Consigne: Pourriez-vous poursuivre le texte ci-dessous sur la citoyenneté romaine à partir de sa dernière phrase ?

L’idée générale est souvent avancée qui se résume dans cette phrase d’un historien de la Gaule : « La loi divine de Rome, depuis son origine, était de faire de tous les peuples une seule patrie ». Et cette loi aurait trouvé son application : « Une tendance particulièrement frappante de l’organisation civique des Romains est ce qu’on peut appeler son œcuménisme », écrit tel autre historien ; ou voici encore cette autre notation très cosmopolite : « Rome se voulait puissance civilisatrice, capable de s’ouvrir aux vaincus, de les assimiler et de les faire participer au gouvernement du monde ».
Voyons cela de plus près. Du point de vue qui nous occupe, nous pouvons, pour la commodité et quitte à ne retenir qu’un schéma, découper l’histoire de Rome en trois périodes.
De la fondation de l’Urbs à Auguste : la loi du sang
La première part de la fondation mythique de l’Urbs (753 a.J.C.) englobe la République et au moins le règne d’Auguste (mort en 14 p.J.C.). Au cours de cette période, la citoyenneté romaine en principe relève du droit du sang. Sont citoyens romains les descendants des peuples qui, selon la légende, fondèrent la ville. La règle est alors strictement observée (sauf exceptions particulières notamment pour récompenser tel ou tel vaincu), mais deux mesures d’importance y dérogèrent :
– D’abord celle qui conclut la « guerre sociale » : elle est comme une illustration de la volonté de Rome de s’en tenir au droit du sang. Le conflit était venu d’une revendication des cités italiques situées à proximité de Rome. Elles réclamaient la citoyenneté romaine en faisant valoir qu’elles étaient des alliées fidèles et qu’elles avaient aidé Rome dans ses conquêtes. Or le Sénat s’y refusait obstinément et il fallut une guerre parfois atroce (95 à 89 a.J.C.) pour que, bien que vainqueur, Rome donnât satisfaction à ces alliées. La citoyenneté romaine s’étendit finalement à tous les hommes libres sur toute l’Italie au sud du Pô.
– L’autre exception fut due à César qui, en 49 a.J.C, octroya la citoyenneté romaine à toute l’Italie transpadane. Cette décision était marquante car elle s’adressait cette fois non plus à des voisins mais à une ethnie différente, celle des Celtes. Désormais l’Italie entière, « reculée jusqu’aux Alpes», bénéficiait de la citoyenneté romaine.

Items affichés:
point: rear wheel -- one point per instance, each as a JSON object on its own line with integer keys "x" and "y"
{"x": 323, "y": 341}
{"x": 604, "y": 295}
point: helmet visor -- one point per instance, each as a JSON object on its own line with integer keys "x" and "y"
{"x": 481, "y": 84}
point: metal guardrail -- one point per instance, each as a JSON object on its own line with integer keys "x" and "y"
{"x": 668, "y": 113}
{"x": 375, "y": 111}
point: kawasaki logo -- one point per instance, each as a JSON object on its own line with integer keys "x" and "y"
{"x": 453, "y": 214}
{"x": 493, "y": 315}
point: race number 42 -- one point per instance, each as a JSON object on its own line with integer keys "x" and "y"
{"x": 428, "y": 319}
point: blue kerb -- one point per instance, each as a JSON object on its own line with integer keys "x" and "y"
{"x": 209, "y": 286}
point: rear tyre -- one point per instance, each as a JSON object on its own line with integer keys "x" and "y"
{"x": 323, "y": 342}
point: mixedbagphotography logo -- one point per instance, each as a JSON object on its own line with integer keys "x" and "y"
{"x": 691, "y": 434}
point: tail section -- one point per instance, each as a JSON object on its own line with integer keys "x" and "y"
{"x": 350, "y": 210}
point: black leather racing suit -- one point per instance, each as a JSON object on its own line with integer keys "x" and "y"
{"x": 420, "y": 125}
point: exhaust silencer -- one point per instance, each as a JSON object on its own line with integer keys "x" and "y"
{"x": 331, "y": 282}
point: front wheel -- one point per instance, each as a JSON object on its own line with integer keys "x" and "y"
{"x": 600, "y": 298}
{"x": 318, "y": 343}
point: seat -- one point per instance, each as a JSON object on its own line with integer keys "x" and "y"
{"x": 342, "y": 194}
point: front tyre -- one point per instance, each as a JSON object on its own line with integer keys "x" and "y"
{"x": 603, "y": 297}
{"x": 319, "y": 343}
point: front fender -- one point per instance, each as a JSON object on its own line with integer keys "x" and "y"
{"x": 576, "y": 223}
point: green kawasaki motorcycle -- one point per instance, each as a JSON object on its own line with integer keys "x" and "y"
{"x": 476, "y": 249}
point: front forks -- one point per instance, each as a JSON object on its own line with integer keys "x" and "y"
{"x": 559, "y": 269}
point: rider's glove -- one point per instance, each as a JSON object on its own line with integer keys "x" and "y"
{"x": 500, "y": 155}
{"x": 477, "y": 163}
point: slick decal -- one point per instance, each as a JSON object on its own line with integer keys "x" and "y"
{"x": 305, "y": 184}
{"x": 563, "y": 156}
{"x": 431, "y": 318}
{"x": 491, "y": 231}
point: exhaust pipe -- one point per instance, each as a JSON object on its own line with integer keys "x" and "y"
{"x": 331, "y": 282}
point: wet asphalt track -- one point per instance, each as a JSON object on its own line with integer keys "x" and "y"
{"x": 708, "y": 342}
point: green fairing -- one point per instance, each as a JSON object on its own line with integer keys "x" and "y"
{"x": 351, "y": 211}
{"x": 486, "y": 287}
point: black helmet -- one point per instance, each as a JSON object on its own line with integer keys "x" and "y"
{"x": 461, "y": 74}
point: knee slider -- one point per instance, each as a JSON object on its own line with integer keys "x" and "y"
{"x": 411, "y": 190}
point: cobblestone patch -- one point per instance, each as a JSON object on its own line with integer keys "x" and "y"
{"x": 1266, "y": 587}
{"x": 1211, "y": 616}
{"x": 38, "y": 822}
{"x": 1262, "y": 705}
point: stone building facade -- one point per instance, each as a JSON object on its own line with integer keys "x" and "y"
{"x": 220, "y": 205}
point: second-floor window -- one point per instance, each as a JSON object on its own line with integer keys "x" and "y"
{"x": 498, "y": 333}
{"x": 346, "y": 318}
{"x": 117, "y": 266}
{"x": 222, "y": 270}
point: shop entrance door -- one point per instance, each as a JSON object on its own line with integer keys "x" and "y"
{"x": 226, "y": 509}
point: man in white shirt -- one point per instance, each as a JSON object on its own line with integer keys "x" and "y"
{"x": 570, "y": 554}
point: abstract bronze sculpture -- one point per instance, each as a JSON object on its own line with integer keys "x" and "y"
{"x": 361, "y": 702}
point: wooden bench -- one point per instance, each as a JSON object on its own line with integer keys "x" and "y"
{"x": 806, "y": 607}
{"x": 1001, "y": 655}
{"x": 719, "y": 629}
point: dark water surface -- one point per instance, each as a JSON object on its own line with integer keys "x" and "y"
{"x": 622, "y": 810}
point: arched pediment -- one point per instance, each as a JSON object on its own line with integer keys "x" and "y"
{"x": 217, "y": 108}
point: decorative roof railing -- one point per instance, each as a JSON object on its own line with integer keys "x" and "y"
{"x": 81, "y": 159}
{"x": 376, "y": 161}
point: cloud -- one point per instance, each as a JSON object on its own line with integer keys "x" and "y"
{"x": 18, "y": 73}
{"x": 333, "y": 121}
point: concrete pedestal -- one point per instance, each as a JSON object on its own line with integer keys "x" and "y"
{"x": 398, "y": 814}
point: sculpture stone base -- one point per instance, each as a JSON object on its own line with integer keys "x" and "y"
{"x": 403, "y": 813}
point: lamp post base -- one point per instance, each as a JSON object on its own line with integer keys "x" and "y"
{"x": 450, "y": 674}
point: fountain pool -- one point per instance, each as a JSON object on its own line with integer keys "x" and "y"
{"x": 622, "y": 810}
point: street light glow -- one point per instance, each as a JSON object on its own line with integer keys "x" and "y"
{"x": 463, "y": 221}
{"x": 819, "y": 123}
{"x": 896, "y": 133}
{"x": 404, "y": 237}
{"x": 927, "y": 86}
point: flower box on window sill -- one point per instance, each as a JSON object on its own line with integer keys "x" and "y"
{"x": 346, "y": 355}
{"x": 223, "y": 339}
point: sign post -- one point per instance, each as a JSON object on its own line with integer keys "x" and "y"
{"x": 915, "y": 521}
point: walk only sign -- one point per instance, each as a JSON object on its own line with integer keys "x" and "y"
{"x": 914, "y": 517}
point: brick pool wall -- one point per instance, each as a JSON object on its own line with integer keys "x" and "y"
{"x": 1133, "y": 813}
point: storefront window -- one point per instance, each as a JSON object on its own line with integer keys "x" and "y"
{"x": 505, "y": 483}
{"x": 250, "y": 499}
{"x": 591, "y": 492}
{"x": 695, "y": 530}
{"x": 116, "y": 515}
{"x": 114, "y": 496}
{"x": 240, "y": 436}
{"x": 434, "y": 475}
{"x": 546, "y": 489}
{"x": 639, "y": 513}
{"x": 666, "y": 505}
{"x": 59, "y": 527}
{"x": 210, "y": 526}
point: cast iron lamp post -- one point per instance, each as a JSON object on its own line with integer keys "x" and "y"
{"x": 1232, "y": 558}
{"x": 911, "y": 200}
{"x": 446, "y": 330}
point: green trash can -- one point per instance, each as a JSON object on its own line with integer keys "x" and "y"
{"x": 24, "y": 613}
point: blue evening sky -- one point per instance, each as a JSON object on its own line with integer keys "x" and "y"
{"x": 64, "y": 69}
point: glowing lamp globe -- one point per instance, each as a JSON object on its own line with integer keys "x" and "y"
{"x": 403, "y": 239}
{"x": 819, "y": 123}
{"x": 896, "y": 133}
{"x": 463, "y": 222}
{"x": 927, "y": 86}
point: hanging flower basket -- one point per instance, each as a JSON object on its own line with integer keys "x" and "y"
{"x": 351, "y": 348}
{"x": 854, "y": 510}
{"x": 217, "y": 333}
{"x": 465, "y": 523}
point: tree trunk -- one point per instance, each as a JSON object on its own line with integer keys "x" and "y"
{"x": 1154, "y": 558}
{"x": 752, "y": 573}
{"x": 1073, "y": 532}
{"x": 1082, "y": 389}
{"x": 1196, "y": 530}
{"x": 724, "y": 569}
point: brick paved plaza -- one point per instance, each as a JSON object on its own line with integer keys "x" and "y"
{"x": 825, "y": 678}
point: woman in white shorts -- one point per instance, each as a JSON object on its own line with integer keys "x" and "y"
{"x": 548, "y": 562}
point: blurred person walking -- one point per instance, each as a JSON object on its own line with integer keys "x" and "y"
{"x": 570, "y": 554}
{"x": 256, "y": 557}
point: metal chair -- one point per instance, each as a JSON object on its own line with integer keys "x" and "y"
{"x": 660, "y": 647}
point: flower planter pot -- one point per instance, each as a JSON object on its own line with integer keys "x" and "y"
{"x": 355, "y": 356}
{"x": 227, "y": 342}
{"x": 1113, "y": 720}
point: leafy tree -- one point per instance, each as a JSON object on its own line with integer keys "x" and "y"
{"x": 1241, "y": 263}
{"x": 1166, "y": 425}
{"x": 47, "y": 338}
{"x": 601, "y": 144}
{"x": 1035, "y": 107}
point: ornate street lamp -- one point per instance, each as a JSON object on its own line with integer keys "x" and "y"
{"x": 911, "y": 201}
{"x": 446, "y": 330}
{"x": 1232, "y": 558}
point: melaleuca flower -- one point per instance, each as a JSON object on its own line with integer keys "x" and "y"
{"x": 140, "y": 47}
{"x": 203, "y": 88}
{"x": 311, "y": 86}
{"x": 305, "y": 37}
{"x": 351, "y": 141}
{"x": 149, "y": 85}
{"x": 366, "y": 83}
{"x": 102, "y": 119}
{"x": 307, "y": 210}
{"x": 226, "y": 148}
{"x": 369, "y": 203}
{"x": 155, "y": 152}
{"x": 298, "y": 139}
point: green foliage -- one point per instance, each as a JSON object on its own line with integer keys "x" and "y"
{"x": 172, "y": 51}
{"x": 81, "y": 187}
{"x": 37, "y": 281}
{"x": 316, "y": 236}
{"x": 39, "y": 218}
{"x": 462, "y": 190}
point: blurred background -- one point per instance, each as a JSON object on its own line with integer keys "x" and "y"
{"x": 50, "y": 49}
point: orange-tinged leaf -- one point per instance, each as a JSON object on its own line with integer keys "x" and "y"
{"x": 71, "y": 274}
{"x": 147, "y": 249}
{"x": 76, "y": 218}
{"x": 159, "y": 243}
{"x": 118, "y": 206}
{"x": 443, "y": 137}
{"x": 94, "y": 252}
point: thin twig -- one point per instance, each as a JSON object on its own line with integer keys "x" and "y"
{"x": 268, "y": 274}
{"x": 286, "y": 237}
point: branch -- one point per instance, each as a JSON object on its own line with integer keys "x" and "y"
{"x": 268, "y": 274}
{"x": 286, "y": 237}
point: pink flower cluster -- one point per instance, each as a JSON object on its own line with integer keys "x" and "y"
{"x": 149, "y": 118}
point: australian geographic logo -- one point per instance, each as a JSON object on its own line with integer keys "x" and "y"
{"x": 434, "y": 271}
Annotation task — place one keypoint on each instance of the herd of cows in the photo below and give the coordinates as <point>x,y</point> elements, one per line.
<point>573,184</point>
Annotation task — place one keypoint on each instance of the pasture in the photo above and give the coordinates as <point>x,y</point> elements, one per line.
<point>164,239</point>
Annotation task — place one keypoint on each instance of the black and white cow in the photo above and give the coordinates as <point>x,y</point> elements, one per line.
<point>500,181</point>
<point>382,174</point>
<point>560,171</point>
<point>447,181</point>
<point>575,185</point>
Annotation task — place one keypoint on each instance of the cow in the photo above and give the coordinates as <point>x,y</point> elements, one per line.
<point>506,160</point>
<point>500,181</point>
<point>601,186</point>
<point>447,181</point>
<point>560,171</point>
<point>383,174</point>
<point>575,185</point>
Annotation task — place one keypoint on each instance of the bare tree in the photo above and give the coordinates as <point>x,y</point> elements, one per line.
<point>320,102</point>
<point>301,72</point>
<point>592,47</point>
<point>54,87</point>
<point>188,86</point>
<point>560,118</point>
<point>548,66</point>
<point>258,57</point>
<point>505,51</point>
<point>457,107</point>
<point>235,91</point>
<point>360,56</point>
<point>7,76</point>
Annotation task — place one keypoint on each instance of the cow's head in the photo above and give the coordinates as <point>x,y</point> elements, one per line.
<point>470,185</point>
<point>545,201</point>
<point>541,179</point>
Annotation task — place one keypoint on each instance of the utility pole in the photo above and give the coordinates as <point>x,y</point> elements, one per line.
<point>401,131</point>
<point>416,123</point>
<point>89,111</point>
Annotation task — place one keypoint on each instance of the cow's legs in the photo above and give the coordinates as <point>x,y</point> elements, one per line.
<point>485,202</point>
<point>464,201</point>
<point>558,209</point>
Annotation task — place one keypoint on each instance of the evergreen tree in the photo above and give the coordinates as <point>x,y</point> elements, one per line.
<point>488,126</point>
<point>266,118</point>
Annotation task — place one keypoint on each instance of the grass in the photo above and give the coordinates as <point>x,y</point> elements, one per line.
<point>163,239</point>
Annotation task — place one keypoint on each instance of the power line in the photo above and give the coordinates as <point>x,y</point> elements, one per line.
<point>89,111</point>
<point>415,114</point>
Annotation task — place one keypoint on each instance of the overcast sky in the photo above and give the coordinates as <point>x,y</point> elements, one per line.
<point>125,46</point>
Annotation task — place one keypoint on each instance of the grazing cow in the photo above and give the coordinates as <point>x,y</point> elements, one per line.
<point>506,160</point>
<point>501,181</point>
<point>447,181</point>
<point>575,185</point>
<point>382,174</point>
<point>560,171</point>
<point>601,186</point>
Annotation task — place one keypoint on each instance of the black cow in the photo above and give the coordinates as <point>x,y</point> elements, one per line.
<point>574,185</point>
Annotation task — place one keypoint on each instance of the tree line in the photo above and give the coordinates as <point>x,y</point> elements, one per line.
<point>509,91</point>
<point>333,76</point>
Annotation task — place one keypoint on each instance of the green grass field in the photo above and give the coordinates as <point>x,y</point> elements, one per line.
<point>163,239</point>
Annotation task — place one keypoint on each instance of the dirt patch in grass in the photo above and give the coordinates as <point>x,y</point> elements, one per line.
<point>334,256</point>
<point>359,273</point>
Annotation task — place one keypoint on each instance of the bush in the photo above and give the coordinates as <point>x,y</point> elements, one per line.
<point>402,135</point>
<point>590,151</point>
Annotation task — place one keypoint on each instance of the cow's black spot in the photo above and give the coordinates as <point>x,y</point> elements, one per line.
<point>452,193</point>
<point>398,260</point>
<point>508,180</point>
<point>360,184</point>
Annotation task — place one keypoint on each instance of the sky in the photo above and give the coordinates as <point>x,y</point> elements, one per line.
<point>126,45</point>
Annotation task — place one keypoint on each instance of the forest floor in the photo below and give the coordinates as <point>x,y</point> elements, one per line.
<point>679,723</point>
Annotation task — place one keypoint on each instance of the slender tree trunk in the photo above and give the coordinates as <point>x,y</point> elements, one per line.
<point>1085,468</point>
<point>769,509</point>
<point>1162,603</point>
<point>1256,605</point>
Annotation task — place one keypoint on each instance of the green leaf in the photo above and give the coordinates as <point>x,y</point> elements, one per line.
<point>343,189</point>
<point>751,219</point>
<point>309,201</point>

Résultat obtenu:
Auguste (-27/14) succédait à la République avec la même position restrictive. Certes il pouvait lui aussi accorder la citoyenneté à telle ou telle cité ou à tel ou tel étranger qu’il voulait récompenser, mais sur le principe il était « persuadé qu’il était important de conserver le peuple romain pur de tout mélange de sang étranger » (1) (Suétone) et son testament recommandait à Tibère « de ne pas prodiguer le droit de cité, afin que la différence fût tranchée entre les Romains et leurs sujets » (Dion Cassius).
Si donc on fait le point à l’aube de notre ère, on constate que, sauf exceptions particulières, il n’y a de citoyens romains qu’en Italie, c’est-à-dire en une fraction minime de l’immense empire alors proche de son apogée. Rome n’a donc pour le moment pas la moindre intention de « faire de tous les peuples une seule patrie ». Voyons maintenant ce qu’il en est dans les deux siècles suivants.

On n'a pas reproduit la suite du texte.